Goal of the exercise: Pull out each line of the material below that contains the string "boat". Case counts.

* Begin Input material *

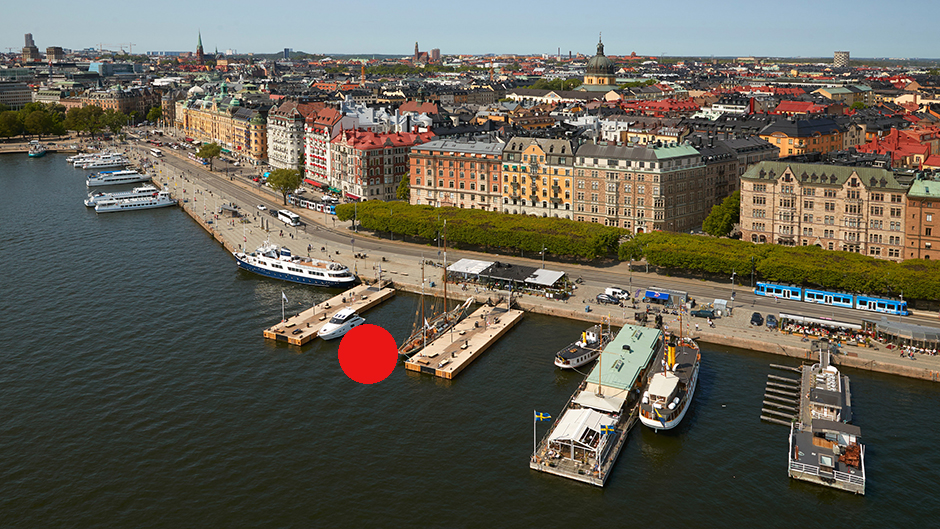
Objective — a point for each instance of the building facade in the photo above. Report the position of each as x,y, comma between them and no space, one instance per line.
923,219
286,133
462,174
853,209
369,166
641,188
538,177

* End Input material *
* Begin Input material *

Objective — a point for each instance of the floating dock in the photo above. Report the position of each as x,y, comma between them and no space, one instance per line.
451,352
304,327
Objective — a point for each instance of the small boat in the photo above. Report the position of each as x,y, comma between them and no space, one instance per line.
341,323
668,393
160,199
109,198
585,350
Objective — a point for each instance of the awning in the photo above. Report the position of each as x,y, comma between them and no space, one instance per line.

* End Input material *
* Begin Input material *

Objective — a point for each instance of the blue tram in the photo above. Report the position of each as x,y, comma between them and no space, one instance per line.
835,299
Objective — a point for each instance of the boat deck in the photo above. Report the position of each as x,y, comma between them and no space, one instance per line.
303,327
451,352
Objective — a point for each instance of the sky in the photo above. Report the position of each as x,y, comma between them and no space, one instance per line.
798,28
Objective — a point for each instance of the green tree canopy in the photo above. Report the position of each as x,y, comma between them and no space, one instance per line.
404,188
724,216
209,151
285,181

* End Input material *

Exercise output:
Objective — a point for each instance of the small boat in the photo above. Report the position of each as x,y, comma between them and no space, one instance per line.
Objective — a point for each instance of the boat deck in the photo above. Report the position of each as x,y, comma between them and no space, one instance per line.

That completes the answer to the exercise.